* _TEXTE FOURNI_
Interrogée par Élise Lucet, Nathalie Mesny, présidente de l'association Renaloo (association de patients atteints de maladies rénales) déplore dans l'émission une forme « d'escroquerie », « une rente de situation ». « C'est révoltant car ce type de pratique discrédite toute une profession », a-t-elle ajouté. « Parmi l’ensemble des néphrologues, salariés ou libéraux, l’immense majorité est exemplaire, entièrement dévouée aux patients et à une spécialité conjuguant haute technicité et sollicitude » a, en outre, fait savoir l'association dans un communiqué après la diffusion de l'émission.
Une rente de situation
« C'est une émission à sens unique, sans aucune contradiction, avec des raccourcis et des approximations », déclare « au Quotidien » le Dr José Brasseur, président du SNL. Première approximation selon le spécialiste, l'acte appelé « surveillance d’une séance de dialyse » est pris comme un acte de consultation avec une durée fixée par la Sécu. Il s'agit d’un forfait global par patient et par dialyse incluant « ce qui se passe en amont de la dialyse (prescription, mise à jour du dossier…), au moment de la dialyse pendant les 4 ou 5 heures de traitement (présence médicale continue en salle de dialyse obligatoire par la réglementation, traitement des événements médicaux voire des urgences pendant la séance…) et en aval (gestion du dossier notamment de greffe, interprétation et prescription des résultats biologiques, de la qualité de la dialyse, modification de la prescription de dialyse, surveillance de l’abord vasculaire, lettre aux correspondants médicaux…) », détaille le syndicat. Par ailleurs, cet acte comprend aussi « une astreinte médicale en dehors des plages d’ouverture du service, nuit dimanche et jours fériés », prévue par la réglementation.

* _EXERCICE_
Dites si chacun des énoncés (a), (b) et (c) concorde avec le texte fourni. Répondez par oui ou par non, en citant à l'identique les mots du texte qui tranchent. (a) Nathalie Mesny préside l'association Renaloo. (b) Selon le Dr José Brasseur, l'émission laissait place à la contradiction. (c) L'acte de surveillance d'une séance de dialyse inclut une astreinte médicale hors des plages d'ouverture du service. Les items présentés ensuite proviennent d'une autre source.

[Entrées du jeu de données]
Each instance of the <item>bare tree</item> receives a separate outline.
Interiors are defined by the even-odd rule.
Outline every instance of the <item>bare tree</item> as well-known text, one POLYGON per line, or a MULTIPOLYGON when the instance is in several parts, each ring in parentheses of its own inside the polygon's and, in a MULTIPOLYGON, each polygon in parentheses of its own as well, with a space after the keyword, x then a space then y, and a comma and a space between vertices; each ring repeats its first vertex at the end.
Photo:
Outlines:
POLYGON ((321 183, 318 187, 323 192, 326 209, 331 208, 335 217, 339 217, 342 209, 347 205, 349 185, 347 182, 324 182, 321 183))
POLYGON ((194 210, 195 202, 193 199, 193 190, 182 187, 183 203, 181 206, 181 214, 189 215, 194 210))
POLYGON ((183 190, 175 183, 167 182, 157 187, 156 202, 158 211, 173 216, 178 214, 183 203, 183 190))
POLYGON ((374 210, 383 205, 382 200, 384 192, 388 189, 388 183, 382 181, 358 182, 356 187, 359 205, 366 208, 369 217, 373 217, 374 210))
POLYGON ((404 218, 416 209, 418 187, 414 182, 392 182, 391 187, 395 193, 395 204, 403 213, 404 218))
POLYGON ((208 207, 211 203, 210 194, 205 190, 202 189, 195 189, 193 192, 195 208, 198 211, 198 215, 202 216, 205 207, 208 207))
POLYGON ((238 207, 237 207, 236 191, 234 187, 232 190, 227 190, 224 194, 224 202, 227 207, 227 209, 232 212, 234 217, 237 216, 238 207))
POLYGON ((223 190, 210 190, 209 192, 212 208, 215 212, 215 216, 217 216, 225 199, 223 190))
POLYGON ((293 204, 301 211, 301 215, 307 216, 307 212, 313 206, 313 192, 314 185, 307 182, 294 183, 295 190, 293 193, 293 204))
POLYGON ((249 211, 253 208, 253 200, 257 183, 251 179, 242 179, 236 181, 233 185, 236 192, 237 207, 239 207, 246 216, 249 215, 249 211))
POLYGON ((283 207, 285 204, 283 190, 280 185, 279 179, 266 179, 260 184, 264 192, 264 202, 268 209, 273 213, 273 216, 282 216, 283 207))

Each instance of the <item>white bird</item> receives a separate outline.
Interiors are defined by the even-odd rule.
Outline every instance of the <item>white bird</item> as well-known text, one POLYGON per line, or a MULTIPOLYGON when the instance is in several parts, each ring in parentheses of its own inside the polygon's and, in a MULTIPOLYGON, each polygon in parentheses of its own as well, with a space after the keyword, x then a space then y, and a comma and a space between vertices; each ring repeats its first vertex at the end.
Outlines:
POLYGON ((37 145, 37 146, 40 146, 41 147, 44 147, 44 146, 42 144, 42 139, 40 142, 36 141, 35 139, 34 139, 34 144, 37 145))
---
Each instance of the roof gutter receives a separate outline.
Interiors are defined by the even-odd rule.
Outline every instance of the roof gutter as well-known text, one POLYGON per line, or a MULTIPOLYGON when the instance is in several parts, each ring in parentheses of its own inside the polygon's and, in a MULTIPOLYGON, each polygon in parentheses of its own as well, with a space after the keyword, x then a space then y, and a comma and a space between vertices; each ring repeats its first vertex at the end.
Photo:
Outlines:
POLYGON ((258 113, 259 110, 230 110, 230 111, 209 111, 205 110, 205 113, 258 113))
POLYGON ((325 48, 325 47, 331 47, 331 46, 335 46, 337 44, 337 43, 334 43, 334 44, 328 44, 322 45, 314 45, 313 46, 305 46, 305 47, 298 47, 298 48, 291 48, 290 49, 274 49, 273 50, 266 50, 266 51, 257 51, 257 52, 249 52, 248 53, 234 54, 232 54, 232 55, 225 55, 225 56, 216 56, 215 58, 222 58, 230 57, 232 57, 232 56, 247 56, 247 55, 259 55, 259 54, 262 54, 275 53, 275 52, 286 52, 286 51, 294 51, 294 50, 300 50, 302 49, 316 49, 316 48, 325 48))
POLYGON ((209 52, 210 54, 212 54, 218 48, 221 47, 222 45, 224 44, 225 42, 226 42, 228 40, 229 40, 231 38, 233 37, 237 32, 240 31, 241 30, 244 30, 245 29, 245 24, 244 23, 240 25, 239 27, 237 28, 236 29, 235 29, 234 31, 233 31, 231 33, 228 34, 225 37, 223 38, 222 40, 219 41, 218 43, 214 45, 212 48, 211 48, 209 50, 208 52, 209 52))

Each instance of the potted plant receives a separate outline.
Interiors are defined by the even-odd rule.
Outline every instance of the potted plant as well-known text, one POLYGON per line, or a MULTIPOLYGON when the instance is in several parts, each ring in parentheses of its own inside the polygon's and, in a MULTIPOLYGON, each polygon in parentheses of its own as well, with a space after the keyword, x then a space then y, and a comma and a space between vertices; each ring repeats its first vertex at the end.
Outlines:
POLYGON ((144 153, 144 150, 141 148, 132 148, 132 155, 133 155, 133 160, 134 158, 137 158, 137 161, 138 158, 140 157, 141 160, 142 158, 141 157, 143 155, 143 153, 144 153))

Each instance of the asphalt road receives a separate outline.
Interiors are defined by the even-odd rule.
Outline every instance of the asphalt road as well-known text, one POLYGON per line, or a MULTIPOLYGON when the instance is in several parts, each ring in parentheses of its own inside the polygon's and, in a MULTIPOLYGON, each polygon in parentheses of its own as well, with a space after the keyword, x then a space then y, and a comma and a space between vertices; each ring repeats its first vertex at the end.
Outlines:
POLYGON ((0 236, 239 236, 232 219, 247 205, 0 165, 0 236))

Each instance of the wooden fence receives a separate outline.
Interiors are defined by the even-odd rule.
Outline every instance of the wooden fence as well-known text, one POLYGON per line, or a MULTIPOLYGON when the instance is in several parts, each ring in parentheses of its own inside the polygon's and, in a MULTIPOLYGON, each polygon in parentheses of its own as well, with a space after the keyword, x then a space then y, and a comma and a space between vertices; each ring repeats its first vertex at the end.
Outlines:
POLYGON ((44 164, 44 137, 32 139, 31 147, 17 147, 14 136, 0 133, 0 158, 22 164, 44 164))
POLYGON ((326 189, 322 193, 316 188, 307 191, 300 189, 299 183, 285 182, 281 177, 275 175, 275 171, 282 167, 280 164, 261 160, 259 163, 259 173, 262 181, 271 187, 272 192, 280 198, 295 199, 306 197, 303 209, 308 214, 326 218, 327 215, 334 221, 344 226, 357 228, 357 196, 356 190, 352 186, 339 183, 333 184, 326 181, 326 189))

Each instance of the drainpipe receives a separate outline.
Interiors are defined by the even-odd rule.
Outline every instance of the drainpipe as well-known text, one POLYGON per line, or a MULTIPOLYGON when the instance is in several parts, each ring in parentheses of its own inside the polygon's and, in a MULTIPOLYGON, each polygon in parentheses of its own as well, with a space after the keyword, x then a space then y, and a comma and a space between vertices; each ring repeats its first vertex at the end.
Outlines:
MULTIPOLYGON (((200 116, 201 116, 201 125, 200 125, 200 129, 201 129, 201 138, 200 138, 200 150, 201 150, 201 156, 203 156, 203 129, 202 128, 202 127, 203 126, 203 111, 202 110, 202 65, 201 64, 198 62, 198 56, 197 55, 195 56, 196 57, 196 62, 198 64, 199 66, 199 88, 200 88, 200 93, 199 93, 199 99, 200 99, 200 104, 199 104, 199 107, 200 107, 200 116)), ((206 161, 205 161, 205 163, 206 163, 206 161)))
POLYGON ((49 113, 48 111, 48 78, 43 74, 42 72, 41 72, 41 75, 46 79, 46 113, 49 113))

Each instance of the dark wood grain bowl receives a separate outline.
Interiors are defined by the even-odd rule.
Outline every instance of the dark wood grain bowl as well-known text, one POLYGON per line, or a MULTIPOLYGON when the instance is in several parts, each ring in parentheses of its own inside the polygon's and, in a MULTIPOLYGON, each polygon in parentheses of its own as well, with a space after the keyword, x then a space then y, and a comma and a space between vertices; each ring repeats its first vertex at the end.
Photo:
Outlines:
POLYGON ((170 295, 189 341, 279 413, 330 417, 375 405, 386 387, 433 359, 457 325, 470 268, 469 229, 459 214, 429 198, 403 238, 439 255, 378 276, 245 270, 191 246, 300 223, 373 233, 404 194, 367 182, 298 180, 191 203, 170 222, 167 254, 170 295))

* _CORRIGÉ_
(a) Oui : « Nathalie Mesny, présidente de l'association Renaloo ».
(b) Non : « sans aucune contradiction ».
(c) Oui : « une astreinte médicale en dehors des plages d’ouverture du service ».